* WRITTEN EXERCISE *
In the records below, locate the line containing "Task: annotate the clear", then output that line and all later lines exactly, through the last one.

#### TASK MATERIAL

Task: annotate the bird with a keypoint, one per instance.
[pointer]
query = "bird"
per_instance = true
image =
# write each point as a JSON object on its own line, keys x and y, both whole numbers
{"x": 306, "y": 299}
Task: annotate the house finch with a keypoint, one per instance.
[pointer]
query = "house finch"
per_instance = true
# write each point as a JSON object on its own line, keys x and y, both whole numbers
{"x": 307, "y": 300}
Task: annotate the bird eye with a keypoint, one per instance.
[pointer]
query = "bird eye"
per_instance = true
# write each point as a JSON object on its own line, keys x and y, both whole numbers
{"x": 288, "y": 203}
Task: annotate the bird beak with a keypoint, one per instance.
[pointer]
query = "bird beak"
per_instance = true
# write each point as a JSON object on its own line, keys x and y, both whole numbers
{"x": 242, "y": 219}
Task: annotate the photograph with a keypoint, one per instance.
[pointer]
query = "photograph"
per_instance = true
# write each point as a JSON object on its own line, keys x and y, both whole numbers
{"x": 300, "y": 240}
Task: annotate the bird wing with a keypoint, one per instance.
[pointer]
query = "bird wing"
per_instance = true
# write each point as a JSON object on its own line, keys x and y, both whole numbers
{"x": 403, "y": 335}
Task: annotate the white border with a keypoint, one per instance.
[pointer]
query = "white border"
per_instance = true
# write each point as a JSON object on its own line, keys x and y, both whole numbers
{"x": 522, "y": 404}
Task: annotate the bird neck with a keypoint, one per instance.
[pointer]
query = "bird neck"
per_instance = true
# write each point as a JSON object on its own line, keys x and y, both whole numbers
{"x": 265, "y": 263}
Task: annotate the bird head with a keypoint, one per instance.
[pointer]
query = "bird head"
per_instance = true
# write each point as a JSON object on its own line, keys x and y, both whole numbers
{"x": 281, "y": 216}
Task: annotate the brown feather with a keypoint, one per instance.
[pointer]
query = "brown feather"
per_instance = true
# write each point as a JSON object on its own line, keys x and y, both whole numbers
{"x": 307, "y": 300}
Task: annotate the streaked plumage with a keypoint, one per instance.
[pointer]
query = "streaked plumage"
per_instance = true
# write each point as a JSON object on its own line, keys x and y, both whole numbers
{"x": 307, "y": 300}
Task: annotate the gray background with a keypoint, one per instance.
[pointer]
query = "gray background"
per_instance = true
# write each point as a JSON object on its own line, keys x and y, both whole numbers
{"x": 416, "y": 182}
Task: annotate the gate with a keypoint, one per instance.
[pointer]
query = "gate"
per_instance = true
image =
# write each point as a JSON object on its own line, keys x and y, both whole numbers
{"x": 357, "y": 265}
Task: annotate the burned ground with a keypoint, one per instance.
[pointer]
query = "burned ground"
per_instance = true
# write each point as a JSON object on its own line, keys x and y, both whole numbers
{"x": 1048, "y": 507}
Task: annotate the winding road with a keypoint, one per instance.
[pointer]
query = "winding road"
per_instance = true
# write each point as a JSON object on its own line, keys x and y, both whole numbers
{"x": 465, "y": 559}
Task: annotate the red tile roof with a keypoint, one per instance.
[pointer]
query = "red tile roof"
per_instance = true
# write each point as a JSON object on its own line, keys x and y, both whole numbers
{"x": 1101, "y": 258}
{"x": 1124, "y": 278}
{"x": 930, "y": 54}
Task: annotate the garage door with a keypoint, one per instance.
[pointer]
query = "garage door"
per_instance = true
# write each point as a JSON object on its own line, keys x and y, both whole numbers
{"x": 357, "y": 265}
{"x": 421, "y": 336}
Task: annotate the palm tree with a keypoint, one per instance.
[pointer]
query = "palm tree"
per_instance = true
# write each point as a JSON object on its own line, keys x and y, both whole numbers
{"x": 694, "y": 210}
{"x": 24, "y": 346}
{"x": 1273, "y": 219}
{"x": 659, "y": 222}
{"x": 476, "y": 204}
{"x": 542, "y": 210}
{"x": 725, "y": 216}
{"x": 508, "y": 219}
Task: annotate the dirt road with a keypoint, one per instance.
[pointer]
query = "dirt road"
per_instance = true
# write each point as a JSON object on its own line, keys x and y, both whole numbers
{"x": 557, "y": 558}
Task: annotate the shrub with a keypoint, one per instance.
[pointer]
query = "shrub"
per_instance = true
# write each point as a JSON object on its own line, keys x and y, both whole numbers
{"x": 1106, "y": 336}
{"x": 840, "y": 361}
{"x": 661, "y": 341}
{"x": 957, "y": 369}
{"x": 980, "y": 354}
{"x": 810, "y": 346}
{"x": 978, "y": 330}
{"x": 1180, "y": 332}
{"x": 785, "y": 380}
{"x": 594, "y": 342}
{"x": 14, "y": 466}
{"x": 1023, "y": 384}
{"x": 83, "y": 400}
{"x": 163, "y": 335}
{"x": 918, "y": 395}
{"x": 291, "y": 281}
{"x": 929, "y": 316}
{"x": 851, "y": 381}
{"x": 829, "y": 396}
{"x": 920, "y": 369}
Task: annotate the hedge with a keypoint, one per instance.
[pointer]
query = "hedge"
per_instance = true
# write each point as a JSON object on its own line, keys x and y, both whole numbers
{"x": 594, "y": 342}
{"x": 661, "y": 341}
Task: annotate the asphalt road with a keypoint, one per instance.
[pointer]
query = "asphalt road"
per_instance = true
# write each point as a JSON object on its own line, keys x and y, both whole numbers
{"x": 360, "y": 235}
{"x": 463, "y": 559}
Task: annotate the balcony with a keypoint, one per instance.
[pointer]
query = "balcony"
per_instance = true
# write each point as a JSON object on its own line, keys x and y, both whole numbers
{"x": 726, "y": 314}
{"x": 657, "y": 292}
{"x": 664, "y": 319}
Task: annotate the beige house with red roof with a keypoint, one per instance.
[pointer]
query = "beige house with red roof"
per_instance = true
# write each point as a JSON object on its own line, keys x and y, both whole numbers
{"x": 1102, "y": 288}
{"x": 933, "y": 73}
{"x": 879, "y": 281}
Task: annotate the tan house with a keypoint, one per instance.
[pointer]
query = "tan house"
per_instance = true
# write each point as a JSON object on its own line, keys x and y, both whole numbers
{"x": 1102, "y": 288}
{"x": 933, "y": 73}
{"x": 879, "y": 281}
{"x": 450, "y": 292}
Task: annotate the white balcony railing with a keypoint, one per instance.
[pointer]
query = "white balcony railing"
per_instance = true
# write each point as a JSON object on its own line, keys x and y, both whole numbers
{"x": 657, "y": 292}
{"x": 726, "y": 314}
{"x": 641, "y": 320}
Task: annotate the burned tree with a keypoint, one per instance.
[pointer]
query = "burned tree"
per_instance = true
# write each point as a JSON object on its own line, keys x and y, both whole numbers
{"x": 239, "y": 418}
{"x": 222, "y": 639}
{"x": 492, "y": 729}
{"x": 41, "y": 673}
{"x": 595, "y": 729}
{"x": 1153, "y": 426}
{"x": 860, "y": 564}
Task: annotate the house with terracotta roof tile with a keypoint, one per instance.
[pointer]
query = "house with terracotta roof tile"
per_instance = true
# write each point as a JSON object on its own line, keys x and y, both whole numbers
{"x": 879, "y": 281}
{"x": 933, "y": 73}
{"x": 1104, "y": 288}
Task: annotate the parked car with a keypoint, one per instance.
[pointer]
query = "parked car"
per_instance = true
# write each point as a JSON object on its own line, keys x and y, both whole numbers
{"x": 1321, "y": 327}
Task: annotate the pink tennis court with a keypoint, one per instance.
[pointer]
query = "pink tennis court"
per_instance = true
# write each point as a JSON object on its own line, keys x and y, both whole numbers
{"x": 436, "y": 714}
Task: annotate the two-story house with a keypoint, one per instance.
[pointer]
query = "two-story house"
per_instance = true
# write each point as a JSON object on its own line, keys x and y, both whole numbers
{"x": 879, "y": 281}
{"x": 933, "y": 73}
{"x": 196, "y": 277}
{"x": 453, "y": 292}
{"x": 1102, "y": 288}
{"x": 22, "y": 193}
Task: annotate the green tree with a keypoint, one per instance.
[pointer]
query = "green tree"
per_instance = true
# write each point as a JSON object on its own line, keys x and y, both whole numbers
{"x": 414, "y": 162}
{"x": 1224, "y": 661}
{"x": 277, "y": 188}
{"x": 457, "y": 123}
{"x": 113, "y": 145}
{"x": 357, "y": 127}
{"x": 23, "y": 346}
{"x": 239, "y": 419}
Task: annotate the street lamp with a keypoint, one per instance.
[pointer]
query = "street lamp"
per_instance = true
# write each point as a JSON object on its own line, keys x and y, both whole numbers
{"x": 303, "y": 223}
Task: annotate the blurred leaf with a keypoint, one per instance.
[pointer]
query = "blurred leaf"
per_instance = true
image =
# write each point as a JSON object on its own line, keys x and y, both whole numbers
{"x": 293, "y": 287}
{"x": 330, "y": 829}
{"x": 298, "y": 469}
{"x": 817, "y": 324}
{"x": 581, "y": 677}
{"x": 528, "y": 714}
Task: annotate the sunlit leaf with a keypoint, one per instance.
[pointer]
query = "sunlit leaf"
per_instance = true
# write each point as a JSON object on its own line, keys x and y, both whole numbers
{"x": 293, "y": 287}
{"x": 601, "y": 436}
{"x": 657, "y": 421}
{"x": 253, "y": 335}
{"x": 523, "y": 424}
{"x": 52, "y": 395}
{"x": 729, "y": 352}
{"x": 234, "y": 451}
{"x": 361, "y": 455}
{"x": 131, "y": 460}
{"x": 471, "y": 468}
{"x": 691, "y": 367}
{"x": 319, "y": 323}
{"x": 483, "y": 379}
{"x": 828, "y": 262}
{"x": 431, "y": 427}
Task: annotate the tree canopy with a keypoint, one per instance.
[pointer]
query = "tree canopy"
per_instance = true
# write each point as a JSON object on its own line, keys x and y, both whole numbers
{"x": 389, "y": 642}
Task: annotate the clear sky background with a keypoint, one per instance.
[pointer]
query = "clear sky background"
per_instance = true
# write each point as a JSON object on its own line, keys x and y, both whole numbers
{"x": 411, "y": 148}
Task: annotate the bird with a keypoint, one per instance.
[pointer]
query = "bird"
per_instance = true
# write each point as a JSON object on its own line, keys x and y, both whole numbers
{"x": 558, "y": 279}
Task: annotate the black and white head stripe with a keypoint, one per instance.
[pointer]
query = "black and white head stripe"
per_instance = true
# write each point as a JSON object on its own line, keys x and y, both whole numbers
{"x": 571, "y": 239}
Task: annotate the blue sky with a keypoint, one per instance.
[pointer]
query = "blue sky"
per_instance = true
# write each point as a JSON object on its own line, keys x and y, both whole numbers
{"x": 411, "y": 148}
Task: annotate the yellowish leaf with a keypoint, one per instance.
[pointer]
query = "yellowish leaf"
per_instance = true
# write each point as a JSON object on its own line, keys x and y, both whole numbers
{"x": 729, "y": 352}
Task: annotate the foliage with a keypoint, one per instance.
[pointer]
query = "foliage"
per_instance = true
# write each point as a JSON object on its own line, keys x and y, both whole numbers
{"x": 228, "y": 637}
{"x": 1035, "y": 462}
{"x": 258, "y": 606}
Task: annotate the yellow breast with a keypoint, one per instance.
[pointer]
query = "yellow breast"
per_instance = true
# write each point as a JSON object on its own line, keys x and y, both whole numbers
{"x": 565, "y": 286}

########

* OUTPUT *
Task: annotate the clear sky background with a keypoint, one per instance.
[pointer]
query = "clear sky background"
per_instance = true
# write each point as a JSON object on its own line, keys x and y, both whole numbers
{"x": 411, "y": 148}
Task: annotate the bird with a keypoint, one per instance.
[pointer]
query = "bird"
per_instance = true
# write each point as a JSON object on its own line, keys x and y, both whole numbers
{"x": 558, "y": 279}
Task: annotate the black and white head stripe with a keypoint, one per instance.
[pointer]
query = "black and white head stripe"
per_instance = true
# write each point as a JSON object on its own line, keys x and y, both whole numbers
{"x": 571, "y": 239}
Task: annotate the blue sky with a keypoint, one per instance.
[pointer]
query = "blue sky"
per_instance = true
# write each point as a JSON object on its own line, keys x and y, both whole numbers
{"x": 411, "y": 148}
Task: annotate the yellowish leaf with a keypoint, one per instance.
[pointer]
query = "yellowish leaf"
per_instance = true
# write each point as a JSON object on its own line, keys x and y, both whole numbers
{"x": 729, "y": 352}
Task: annotate the foliage with a keypoint, one per instance.
[pointer]
query = "foliage"
per_instance = true
# write each point as a JSON object on its own line, keys x and y, both whole numbers
{"x": 228, "y": 637}
{"x": 1035, "y": 462}
{"x": 258, "y": 606}
Task: annotate the yellow breast with a keypoint, one per instance.
[pointer]
query = "yellow breast"
per_instance = true
# write each point as a JSON object on its own line, keys x and y, both whole numbers
{"x": 565, "y": 286}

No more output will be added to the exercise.